__List of tasks__:
a) From the passage on the color sorting robot arm, write out the part that begins at the words "The main IoT" and stops after the words "sorting mode button.".
b) In the passage on the color sorting robot arm, condense the paragraph beginning "The main IoT system for this project" into a short bulleted list that keeps its main facts.

__Passage shown__:
=-=-=

In this research, six servo motors were used to move the robot arm because it is highly sensitive and accurate for every position desired. Color sensor TCS3200 was used to perform the color sorting function, Ultrasonic ranging module HC-SR04 was used for assembling, in the project, for distance ranging, and as a detector for the presence of objects. The ESP-01 WiFi Serial Transceiver Module is the main communication medium for any device that needs to connect to Arduino for purpose of reading the data. The main core of the entire project is Arduino Uno, the microcontroller open-source electronics prototyping platform. The ATMEGA328P, as the core microcontroller for the board, provides high performance and low power consumption features [17-22]. For the mechanical function, the robot arms are constructed in solid works as shown in Figure 1, and the robot arm hardware development is supported by six servo motors is shown in Figure 2.

Figure 1. Robot arm drawing in 3D solid work

Figure 2. Hardware development of color sorting robot arm

The main IoT system for this project is based on a ready free of charge IoT Graphic User Interface – Blynk app, which can be found in the Google Play Store application market in the Android platform of App Store for the IOS platform. Blynk library and server provide a powerful and stable IoT system for open source used as well as freely available for modifying and developing using the source code. The Blynk Interface provides various buttons and sliders which are able to be freely used by users. The Blynk interface provides a strong interaction between Arduino and a lot of hardware in the market. Hence, Blynk is used for this project as the main controlling UI for the color sorting robot arm. The planning of the interface design is as follows:

  • 6 sliders widget for 6 separate servo joints;
  • 1 speed slider;
  • 1 reset button;
  • 1 color sorting mode button.

Figure 3 shows the IoT interaction of Blynk Interface while Figure 4 shows the features of the Blynk Interface. Figure 5 shows the initial process of the flowchart for the color sorting robot arm.

=-=-=

__Rows__:
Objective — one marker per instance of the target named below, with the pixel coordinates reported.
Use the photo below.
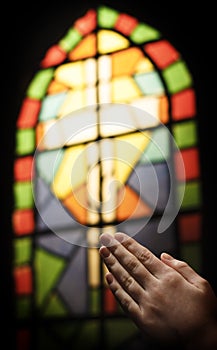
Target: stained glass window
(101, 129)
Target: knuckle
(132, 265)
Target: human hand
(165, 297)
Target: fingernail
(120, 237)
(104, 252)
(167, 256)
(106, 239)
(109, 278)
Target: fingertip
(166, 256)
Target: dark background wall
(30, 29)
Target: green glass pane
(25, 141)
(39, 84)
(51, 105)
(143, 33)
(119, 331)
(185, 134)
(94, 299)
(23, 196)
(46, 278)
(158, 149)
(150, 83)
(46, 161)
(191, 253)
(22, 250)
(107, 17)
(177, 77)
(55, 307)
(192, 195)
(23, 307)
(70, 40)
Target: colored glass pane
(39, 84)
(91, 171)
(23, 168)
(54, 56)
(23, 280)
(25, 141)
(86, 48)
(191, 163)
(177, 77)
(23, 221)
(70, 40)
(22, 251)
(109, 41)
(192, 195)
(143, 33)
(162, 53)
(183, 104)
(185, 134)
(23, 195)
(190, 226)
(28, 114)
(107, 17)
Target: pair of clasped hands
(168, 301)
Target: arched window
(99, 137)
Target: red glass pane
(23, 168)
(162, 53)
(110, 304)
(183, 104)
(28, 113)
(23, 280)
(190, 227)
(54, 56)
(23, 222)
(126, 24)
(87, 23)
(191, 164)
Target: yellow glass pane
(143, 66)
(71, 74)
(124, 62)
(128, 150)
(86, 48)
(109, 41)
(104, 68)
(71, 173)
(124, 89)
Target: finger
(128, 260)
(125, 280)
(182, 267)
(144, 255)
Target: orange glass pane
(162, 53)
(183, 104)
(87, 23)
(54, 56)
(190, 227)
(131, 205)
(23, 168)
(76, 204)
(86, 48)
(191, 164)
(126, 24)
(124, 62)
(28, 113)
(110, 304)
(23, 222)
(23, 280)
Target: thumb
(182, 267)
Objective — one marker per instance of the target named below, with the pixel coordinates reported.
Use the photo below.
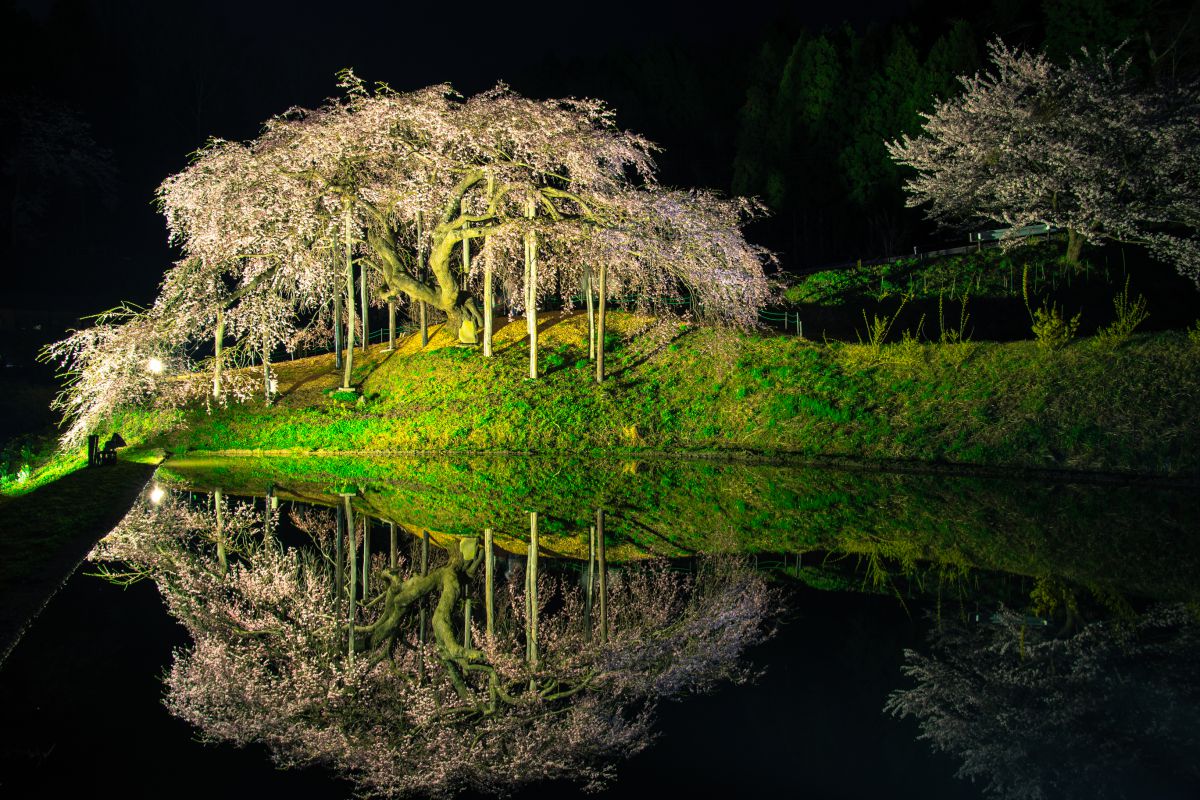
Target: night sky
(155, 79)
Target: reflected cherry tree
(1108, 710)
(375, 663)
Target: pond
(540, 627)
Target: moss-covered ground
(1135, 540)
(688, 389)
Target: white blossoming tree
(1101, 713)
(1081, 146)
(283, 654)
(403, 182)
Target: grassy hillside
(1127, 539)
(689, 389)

=-=-=

__Exercise responses__:
a)
The main IoT system for this project is based on a ready free of charge IoT Graphic User Interface – Blynk app, which can be found in the Google Play Store application market in the Android platform of App Store for the IOS platform. Blynk library and server provide a powerful and stable IoT system for open source used as well as freely available for modifying and developing using the source code. The Blynk Interface provides various buttons and sliders which are able to be freely used by users. The Blynk interface provides a strong interaction between Arduino and a lot of hardware in the market. Hence, Blynk is used for this project as the main controlling UI for the color sorting robot arm. The planning of the interface design is as follows:

  • 6 sliders widget for 6 separate servo joints;
  • 1 speed slider;
  • 1 reset button;
  • 1 color sorting mode button.

b)
- The project's main IoT system is Blynk, a ready-made, free IoT graphic user interface app available for Android and iOS.
- The Blynk library and server provide a powerful, stable, open-source IoT system whose source code can be freely modified and developed.
- The interface offers buttons and sliders that users can use freely.
- Blynk supports strong interaction between Arduino and much of the hardware on the market.
- It therefore serves as the main controlling UI for the color sorting robot arm.
- Planned interface: 6 slider widgets for the 6 servo joints, 1 speed slider, 1 reset button, and 1 color sorting mode button.